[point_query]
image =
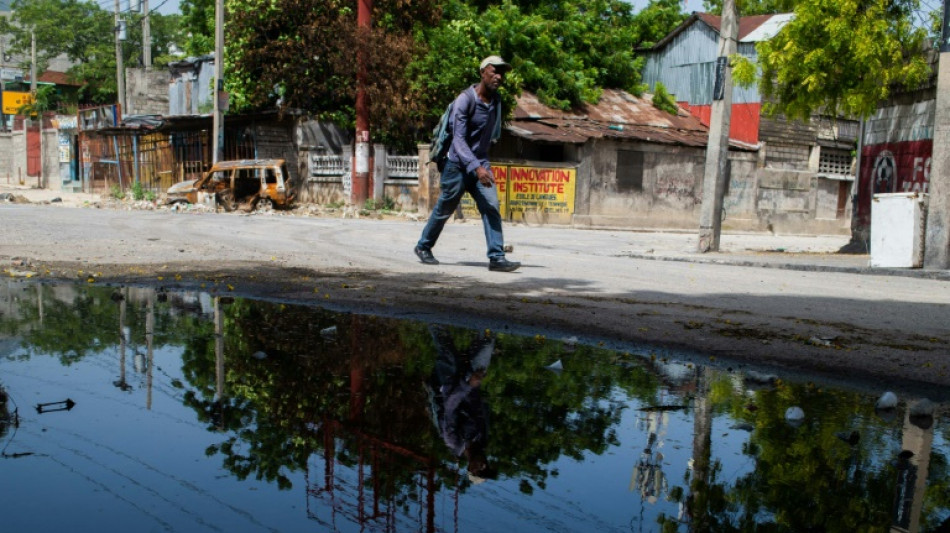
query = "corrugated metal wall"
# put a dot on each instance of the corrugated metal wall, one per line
(685, 67)
(189, 92)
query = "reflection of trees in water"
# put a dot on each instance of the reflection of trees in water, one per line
(74, 321)
(807, 478)
(536, 416)
(367, 381)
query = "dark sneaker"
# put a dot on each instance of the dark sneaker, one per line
(503, 265)
(425, 256)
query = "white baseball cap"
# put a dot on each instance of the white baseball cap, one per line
(497, 62)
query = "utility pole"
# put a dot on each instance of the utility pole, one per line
(146, 36)
(3, 83)
(119, 67)
(937, 245)
(218, 121)
(361, 180)
(41, 177)
(717, 148)
(33, 64)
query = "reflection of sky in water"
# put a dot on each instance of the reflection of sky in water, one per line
(113, 464)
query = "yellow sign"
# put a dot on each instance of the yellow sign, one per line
(541, 194)
(500, 173)
(13, 101)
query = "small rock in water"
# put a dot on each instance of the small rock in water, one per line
(888, 400)
(922, 408)
(851, 438)
(794, 414)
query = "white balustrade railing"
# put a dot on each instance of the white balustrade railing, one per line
(402, 166)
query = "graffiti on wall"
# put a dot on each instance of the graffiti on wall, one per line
(676, 187)
(893, 167)
(896, 154)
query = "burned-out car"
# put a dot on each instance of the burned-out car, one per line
(246, 184)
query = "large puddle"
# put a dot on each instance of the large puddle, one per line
(134, 410)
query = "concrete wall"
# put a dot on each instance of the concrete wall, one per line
(665, 194)
(146, 91)
(7, 169)
(52, 177)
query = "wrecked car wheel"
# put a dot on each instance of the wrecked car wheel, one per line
(265, 204)
(225, 199)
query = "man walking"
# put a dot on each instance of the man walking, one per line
(476, 122)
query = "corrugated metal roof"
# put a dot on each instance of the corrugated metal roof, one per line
(618, 115)
(749, 27)
(752, 28)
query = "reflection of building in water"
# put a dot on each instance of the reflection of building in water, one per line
(912, 466)
(648, 477)
(358, 494)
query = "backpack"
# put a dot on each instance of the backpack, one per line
(442, 139)
(442, 134)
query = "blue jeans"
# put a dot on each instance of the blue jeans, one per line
(454, 182)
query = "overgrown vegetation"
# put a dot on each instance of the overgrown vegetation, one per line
(663, 101)
(138, 193)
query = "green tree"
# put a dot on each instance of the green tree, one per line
(657, 20)
(839, 58)
(197, 21)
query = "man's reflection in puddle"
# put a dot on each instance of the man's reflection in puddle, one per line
(457, 406)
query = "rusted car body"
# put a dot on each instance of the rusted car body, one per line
(246, 184)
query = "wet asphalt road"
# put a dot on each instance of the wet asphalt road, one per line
(775, 300)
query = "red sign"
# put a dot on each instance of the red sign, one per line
(892, 167)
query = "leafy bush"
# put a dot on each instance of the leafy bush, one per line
(138, 193)
(663, 101)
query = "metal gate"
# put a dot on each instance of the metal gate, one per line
(33, 156)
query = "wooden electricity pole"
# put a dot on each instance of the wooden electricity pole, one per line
(937, 243)
(360, 183)
(119, 67)
(218, 122)
(716, 170)
(146, 36)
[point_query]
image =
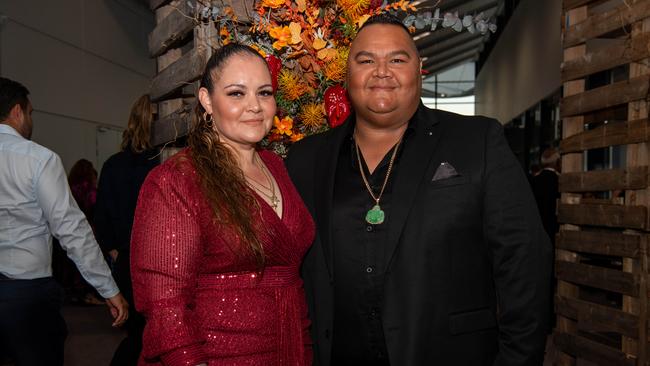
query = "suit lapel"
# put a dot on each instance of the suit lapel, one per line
(413, 164)
(324, 176)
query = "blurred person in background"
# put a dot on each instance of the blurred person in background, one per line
(119, 185)
(36, 204)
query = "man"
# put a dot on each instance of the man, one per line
(545, 187)
(429, 248)
(36, 203)
(117, 195)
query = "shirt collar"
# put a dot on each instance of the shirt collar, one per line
(4, 128)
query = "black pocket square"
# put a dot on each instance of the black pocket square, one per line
(444, 171)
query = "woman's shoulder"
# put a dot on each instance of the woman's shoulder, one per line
(173, 169)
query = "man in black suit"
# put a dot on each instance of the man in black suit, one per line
(430, 250)
(545, 187)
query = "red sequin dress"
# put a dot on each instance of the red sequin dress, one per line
(203, 302)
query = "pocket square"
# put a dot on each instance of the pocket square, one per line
(444, 171)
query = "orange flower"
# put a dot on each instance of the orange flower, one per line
(283, 36)
(335, 70)
(283, 126)
(312, 115)
(291, 85)
(274, 4)
(297, 137)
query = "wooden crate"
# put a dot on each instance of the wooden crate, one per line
(601, 263)
(182, 45)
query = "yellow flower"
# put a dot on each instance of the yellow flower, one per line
(283, 36)
(272, 3)
(291, 85)
(312, 115)
(283, 126)
(335, 70)
(297, 137)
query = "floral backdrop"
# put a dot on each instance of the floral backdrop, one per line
(306, 45)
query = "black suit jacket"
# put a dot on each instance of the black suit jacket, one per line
(466, 282)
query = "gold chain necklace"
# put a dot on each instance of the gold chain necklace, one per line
(275, 201)
(375, 215)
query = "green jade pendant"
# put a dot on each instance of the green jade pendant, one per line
(375, 215)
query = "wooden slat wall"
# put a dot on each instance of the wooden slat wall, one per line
(182, 46)
(601, 249)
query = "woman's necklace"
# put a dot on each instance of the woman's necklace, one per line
(375, 215)
(272, 197)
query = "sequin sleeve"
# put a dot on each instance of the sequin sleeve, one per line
(165, 256)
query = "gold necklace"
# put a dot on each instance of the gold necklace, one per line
(375, 215)
(275, 201)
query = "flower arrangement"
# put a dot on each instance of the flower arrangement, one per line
(306, 45)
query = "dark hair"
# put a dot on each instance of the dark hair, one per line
(221, 178)
(12, 93)
(386, 19)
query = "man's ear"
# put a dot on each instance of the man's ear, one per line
(205, 100)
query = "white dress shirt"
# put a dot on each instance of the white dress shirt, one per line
(36, 203)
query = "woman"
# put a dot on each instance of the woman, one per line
(119, 185)
(220, 232)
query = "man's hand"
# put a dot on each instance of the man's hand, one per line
(113, 254)
(119, 309)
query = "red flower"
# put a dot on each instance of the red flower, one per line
(337, 105)
(275, 65)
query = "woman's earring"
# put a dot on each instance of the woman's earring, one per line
(205, 118)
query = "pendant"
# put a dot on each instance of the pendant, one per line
(375, 215)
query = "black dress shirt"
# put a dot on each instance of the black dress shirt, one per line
(359, 258)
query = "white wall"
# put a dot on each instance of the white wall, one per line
(84, 62)
(524, 66)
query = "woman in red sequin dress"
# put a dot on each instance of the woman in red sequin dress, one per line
(220, 232)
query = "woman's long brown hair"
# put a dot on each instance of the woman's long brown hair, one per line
(137, 135)
(222, 180)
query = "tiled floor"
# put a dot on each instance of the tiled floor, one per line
(91, 339)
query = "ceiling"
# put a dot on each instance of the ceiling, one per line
(444, 49)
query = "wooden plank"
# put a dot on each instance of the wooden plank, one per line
(630, 50)
(611, 134)
(599, 24)
(597, 318)
(243, 9)
(599, 242)
(572, 4)
(155, 4)
(598, 277)
(591, 351)
(173, 126)
(606, 96)
(604, 180)
(631, 217)
(172, 29)
(186, 69)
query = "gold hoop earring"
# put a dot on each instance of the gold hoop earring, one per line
(205, 118)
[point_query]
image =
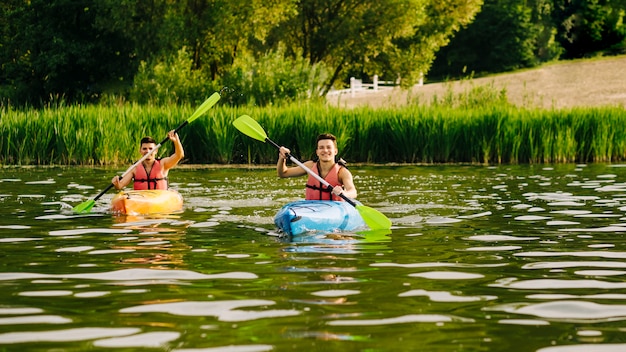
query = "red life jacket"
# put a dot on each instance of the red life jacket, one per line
(315, 190)
(155, 180)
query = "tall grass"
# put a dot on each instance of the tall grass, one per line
(484, 133)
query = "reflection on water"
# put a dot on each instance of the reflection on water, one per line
(524, 258)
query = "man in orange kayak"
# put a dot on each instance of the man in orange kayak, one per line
(336, 174)
(152, 173)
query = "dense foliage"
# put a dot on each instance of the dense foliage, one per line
(511, 34)
(476, 128)
(169, 51)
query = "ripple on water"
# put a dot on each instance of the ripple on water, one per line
(335, 293)
(133, 274)
(569, 310)
(35, 319)
(75, 232)
(561, 265)
(447, 275)
(501, 238)
(78, 334)
(147, 340)
(444, 296)
(222, 310)
(557, 284)
(235, 348)
(405, 319)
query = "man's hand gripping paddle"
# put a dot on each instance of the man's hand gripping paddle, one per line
(86, 206)
(372, 217)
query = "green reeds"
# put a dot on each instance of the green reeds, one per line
(487, 133)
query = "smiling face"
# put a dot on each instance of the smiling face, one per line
(146, 148)
(326, 150)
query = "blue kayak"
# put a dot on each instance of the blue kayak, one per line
(302, 216)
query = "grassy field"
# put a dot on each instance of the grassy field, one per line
(581, 83)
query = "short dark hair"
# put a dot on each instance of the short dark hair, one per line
(147, 140)
(326, 136)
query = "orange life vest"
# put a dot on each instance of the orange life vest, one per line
(155, 180)
(315, 190)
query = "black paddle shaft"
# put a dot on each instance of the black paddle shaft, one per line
(327, 185)
(163, 141)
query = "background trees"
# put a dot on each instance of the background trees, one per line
(168, 51)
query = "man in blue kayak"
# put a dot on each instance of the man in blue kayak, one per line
(152, 172)
(335, 173)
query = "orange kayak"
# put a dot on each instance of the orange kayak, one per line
(144, 202)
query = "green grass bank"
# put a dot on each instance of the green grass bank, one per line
(490, 134)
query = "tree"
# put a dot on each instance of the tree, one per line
(56, 51)
(588, 26)
(393, 38)
(506, 35)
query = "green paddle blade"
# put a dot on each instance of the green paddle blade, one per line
(248, 126)
(84, 207)
(373, 218)
(212, 100)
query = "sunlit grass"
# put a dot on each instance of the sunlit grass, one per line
(485, 132)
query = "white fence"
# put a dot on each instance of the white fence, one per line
(357, 85)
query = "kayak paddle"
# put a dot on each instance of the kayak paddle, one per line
(372, 217)
(86, 206)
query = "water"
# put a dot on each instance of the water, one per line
(506, 258)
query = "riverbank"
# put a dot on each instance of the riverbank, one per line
(581, 83)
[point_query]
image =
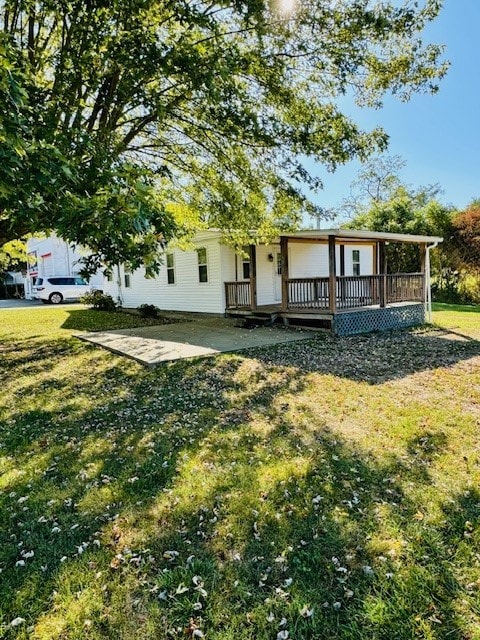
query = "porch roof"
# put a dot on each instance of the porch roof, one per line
(355, 234)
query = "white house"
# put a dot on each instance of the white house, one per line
(52, 256)
(325, 277)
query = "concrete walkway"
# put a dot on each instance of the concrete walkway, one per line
(200, 337)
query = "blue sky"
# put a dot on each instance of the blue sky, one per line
(438, 136)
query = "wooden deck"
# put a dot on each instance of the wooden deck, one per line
(311, 295)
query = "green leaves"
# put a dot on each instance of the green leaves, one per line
(113, 112)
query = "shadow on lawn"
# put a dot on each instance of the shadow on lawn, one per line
(188, 497)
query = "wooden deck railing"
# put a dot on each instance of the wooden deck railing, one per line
(352, 292)
(237, 295)
(402, 287)
(307, 293)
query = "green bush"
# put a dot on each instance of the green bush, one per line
(99, 300)
(148, 311)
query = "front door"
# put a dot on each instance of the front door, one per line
(277, 274)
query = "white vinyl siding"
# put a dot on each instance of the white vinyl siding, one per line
(186, 295)
(170, 260)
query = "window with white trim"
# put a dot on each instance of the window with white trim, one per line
(356, 262)
(202, 264)
(170, 268)
(246, 263)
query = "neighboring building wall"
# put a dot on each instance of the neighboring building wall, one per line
(186, 293)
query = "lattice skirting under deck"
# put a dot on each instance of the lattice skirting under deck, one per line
(366, 321)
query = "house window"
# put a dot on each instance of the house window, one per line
(202, 265)
(356, 262)
(279, 264)
(246, 264)
(170, 268)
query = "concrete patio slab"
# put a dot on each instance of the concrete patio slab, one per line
(163, 343)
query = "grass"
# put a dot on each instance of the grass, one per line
(320, 489)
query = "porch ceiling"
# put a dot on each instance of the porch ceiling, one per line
(354, 234)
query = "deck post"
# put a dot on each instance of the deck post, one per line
(382, 264)
(332, 275)
(423, 271)
(284, 255)
(253, 277)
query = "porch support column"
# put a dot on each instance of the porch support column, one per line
(284, 256)
(382, 264)
(332, 275)
(253, 277)
(425, 271)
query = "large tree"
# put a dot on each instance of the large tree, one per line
(121, 119)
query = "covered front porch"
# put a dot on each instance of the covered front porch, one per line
(344, 302)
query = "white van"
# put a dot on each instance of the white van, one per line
(56, 289)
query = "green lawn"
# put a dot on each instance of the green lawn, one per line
(317, 490)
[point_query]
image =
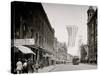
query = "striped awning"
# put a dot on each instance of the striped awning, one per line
(24, 49)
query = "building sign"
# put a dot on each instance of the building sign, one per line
(24, 41)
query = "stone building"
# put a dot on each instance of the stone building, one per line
(92, 34)
(30, 22)
(60, 51)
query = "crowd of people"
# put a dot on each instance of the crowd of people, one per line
(28, 66)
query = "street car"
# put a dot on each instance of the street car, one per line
(75, 60)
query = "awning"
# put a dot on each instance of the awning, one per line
(25, 50)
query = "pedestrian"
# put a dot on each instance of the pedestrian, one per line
(29, 67)
(36, 67)
(25, 70)
(19, 66)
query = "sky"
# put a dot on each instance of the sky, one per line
(62, 15)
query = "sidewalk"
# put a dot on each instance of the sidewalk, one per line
(47, 69)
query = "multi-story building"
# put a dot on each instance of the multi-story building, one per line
(30, 22)
(92, 34)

##############################

简短任务 -> 从上面的条目中摘出所有含有单词“siding”的行。

书面回答 ->
query = "white vinyl siding"
# put a dot on each instance of the white vinyl siding, one per line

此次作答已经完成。